======== EXCERPT TO READ ========

Sir Thomas More: Lord Chancellor, Loving Father and Martyr

We recently celebrated Father’s Day. Fathers are vital to their children’s wellbeing and success in life. Research has shown that those whose fathers spent more quality time with them as children usually end up with higher IQs and better jobs in life.

Conversely, those who grow up without involved fathers have a lower chance of going to university or obtaining gainful employment, and often end up in prison. A father’s love and presence in his children’s lives builds a firm foundation for them to develop a secure identity and sense of purpose.

An Upright Man
On 22 June each year, we commemorate the execution of a just man: St Thomas More. A brilliant lawyer and honourable judge who had graduated from Oxford, More was appointed Lord Chancellor of England, second in political importance only to the king. He was a close friend of King Henry VIII.

Thomas More’s son-in-law and biographer William Roper recalled how the Lord Chancellor prioritised his family above his service to the king: “Because he was of a pleasant disposition, it often pleased the King and the Queen… at the time of their supper… to call for him to be merry with them.

“They delighted so much in his talk that he could not once in a month get leave to go home to his wife and children (whose company he most desired). When he was absent from the court for only two days, he was sent for again.

========

● **EXERCISES TO COMPLETE**
- A) Rewrite the part of the piece on Thomas More starting with "We recently celebrated" and going on through "jobs in life.", putting "more stable careers" in place of "better jobs".
- B) In the piece on Thomas More, on what date each year is his execution commemorated?
- C) Using the piece on Thomas More, mark each statement as agreeing with it or not: (i) More graduated from Cambridge. (ii) More was a close friend of King Henry VIII. (iii) After More had been away from court for only two days, he was sent for again.

======== MATERIAL ========

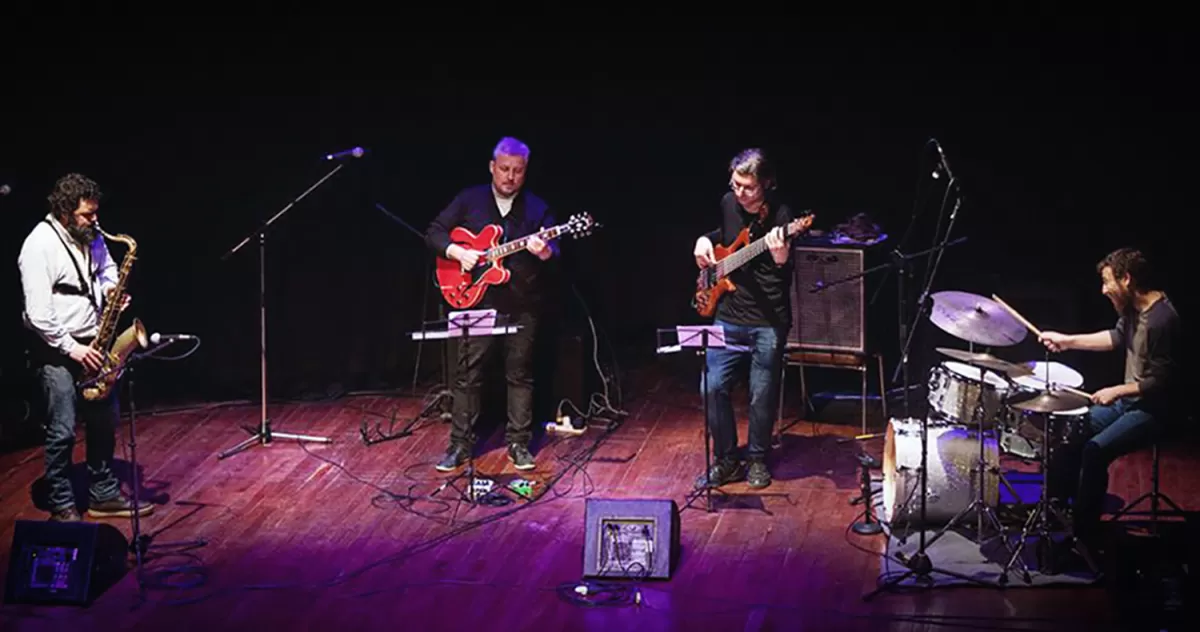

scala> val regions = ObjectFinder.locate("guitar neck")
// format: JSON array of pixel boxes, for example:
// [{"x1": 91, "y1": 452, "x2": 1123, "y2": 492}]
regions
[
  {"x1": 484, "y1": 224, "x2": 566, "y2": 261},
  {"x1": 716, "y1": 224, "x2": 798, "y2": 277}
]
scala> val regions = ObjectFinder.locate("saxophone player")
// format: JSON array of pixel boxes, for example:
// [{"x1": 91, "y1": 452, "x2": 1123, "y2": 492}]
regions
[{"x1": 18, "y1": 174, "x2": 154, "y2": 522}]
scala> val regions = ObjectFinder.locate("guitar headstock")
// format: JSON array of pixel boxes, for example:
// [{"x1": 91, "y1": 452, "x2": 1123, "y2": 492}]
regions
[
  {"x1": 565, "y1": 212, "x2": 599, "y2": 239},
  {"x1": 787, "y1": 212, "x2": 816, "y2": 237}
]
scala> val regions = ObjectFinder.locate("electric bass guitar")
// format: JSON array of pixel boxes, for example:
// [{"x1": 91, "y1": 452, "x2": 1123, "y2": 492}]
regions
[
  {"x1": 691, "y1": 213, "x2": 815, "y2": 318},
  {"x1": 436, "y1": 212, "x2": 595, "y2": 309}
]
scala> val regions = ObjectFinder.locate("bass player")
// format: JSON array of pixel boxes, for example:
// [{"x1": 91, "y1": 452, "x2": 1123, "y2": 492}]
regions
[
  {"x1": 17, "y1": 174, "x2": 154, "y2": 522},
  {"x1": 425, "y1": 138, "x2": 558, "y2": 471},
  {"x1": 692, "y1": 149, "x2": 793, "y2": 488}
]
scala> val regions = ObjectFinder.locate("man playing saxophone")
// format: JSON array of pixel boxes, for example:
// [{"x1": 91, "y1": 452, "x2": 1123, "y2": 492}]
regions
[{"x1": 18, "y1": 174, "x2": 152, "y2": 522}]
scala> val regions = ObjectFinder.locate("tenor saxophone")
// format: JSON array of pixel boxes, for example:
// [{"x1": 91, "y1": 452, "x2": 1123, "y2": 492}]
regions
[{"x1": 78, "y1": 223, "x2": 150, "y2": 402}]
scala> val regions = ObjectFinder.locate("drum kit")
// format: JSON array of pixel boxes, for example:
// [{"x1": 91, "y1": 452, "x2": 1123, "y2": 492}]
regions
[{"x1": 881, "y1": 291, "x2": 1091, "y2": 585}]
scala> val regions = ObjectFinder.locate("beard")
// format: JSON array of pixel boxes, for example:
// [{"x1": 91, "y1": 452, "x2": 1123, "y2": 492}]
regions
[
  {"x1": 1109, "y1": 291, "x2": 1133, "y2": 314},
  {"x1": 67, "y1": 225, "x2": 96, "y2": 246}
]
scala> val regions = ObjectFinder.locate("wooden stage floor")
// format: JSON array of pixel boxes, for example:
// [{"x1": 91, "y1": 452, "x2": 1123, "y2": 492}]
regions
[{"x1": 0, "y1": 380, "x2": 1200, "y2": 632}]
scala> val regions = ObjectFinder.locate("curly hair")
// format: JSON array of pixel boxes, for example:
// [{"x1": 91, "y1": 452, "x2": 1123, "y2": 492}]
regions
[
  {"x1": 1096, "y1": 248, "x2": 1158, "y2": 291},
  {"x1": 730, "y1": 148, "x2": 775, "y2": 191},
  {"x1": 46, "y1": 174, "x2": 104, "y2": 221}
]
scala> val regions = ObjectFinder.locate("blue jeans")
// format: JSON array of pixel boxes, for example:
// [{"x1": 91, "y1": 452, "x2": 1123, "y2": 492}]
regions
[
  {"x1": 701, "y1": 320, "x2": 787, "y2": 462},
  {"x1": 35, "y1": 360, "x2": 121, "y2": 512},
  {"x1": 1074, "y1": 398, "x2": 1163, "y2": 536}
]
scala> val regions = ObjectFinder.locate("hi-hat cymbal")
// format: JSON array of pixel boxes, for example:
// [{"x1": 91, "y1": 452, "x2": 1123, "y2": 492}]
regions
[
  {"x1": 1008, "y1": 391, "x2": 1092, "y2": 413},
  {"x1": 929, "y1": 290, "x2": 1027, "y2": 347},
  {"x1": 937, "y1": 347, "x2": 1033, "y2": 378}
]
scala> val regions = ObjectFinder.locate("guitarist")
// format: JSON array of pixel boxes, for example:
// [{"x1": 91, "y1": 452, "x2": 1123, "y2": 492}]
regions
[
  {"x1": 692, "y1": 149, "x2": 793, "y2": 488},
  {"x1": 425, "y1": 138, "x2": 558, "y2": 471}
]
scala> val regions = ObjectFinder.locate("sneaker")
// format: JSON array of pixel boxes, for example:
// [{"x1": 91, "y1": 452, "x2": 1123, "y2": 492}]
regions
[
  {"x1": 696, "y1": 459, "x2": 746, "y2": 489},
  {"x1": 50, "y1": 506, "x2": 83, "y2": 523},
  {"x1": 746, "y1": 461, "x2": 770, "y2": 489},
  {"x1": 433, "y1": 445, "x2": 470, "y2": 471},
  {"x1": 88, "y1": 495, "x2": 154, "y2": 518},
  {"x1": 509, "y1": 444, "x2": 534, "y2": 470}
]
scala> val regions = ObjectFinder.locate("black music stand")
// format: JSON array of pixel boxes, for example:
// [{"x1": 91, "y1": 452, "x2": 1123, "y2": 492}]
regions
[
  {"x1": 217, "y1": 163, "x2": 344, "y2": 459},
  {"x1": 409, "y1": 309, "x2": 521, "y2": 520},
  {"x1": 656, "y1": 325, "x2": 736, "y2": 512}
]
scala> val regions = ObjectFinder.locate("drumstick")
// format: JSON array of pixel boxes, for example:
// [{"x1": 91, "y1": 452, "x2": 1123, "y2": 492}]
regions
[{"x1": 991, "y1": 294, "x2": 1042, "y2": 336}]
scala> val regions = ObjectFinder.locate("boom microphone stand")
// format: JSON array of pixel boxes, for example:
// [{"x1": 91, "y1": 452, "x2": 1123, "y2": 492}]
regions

========

● **RESPONSES TO THE EXERCISE**
- A)
We recently celebrated Father’s Day. Fathers are vital to their children’s wellbeing and success in life. Research has shown that those whose fathers spent more quality time with them as children usually end up with higher IQs and more stable careers in life.

- B) 22 June

- C)
(i) No: "who had graduated from Oxford"
(ii) Yes: "He was a close friend of King Henry VIII."
(iii) Yes: "When he was absent from the court for only two days, he was sent for again."